======== Provided text ========

Several utilities have proposed building or procuring ambitious amounts of renewables this year. In March, Southwestern Public Service Co. filed an application to build a 522-megawatt wind plant in New Mexico and a 478-megawatt wind plant in Texas for $1.63 billion and to enter into a 30-year power-purchase agreement for an additional 230 megawatts of wind. In April, PacifiCorp in Oregon filed its 2017 integrated resource plan (IRP), which called for the retirement of 3,650 megawatts of coal-fired plants by 2036 and the addition of 1,959 megawatts of new wind (1,100 by 2020), 905 megawatts of repowered wind (i.e., upgrading aging turbines with modern units, by 2020), and 1,040 megawatts of new solar.
In May, Dominion Energy in Virginia filed its 2017 IRP, which included the closure of a 790-megawatt oil-fired facility by 2022 and a 261-megawatt coal-fired facility by 2022, along with the development of at least 3,200 megawatts of solar by 2032 (including 990 megawatts owned by non-utility generators by 2022) and 12 megawatts of offshore wind by 2021. In August, Interstate Power and Light in Iowa filed an application for 500 megawatts of new wind generation on top of the 500 megawatts that were approved in October 2016.
In July, Public Service Company of Oklahoma (PSO) requested approval to enter into an agreement with Invenergy Wind Development and its $4.5 billion, 2,000-megawatt wind facility (with an expected 51 percent capacity factor) in Oklahoma. If approved, PSO would own 30 percent of the project (with Southwestern Public Service Co. in Arkansas and Texasowning the other 70 percent). In August, Xcel Energy in Colorado, in phase II of its 2016 IRP, filed a settlement agreement that included the retirement of two coal plants (totaling 660 megawatts) by 2025 and the addition of 1 gigawatt of wind and 700 megawatts of solar by 2023.
Utilities in vertically integrated markets have increasingly turned to renewable energy tariffs to give customers more choice over their energy sources. In February, Xcel Energy in Minnesota received approval for two pilot programs — Renewable*Connect and Renewable*Connect Government — aimed at large businesses and government entities, respectively. In May, Dominion in Virginia filed an application for six voluntary renewable energy tariffs, collectively called Schedule Continuous Renewable Generation (AEE has been a party to this proceeding), and in October Dominion proposed an additional experimental and voluntary companion tariff (Schedule RF).

======== Excerpted records ========

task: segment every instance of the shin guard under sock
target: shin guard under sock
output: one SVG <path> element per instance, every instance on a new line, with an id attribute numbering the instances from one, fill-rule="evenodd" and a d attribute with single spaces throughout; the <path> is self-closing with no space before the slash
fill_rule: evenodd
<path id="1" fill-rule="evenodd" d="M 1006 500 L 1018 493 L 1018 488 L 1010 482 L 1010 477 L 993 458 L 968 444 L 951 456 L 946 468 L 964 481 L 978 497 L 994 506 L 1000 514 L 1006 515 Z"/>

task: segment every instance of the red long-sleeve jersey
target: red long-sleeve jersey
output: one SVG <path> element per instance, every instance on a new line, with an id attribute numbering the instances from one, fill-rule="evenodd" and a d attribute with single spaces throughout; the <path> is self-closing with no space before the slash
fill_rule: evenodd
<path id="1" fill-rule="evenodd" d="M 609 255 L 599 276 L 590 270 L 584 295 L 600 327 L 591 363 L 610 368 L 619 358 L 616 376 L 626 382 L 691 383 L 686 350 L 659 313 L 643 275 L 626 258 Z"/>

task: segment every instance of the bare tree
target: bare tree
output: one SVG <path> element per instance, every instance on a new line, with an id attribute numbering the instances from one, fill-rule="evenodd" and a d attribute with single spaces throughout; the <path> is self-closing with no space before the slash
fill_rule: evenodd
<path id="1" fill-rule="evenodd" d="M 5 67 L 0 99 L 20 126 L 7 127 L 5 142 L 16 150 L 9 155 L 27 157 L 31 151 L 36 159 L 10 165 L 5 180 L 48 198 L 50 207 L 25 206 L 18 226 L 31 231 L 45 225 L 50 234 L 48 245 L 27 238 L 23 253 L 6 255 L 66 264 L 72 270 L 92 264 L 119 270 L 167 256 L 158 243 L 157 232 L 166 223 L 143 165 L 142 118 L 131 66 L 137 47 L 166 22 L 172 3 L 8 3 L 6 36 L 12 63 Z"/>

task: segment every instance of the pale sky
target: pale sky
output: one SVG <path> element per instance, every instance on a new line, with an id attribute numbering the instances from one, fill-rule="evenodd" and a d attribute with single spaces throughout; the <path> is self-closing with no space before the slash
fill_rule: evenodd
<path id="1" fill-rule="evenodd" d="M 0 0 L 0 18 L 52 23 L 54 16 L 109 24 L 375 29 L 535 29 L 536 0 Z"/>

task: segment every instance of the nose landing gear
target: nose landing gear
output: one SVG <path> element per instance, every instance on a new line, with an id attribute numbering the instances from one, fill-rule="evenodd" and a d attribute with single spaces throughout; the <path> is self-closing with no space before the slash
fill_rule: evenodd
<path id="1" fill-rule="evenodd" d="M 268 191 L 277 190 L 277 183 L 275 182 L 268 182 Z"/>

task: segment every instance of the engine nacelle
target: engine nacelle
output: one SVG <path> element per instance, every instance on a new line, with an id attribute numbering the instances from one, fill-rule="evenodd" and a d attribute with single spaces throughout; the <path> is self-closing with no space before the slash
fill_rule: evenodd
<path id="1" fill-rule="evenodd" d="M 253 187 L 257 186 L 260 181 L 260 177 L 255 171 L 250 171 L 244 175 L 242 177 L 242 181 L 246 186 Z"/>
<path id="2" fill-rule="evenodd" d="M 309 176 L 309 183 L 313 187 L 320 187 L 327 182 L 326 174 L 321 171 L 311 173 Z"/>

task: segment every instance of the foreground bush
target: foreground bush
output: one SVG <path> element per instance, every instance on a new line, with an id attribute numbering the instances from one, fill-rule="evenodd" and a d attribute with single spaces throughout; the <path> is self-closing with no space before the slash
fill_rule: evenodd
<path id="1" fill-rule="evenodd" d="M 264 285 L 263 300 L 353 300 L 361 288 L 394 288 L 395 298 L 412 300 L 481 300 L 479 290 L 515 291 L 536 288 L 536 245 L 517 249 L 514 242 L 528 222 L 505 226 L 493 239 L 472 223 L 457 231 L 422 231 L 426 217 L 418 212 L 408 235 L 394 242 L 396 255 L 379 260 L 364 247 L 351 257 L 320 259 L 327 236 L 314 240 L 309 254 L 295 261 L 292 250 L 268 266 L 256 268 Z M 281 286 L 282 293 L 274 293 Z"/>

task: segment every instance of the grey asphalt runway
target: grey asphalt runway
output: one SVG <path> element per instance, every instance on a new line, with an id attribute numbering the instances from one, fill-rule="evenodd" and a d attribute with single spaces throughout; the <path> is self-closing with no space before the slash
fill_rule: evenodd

========

**Things to do**
- a) List every named pilot program or tariff that appears in the utility renewables text.
- b) In the records, swap "nacelle" for "cowling" in the lines starting at the one containing "task: segment every instance of the engine" and ending at the one containing "309 176 L 309", and reproduce only those lines with everything else left the same.
The text on utility renewable energy plans and the records are unrelated material.

**Solved problems**
- a)
Renewable*Connect
Renewable*Connect Government
Schedule Continuous Renewable Generation
Schedule RF

- b)
task: segment every instance of the engine cowling
target: engine cowling
output: one SVG <path> element per instance, every instance on a new line, with an id attribute numbering the instances from one, fill-rule="evenodd" and a d attribute with single spaces throughout; the <path> is self-closing with no space before the slash
fill_rule: evenodd
<path id="1" fill-rule="evenodd" d="M 253 187 L 257 186 L 260 181 L 260 177 L 255 171 L 250 171 L 244 175 L 242 177 L 242 181 L 246 186 Z"/>
<path id="2" fill-rule="evenodd" d="M 309 176 L 309 183 L 313 187 L 320 187 L 327 182 L 326 174 L 321 171 L 311 173 Z"/>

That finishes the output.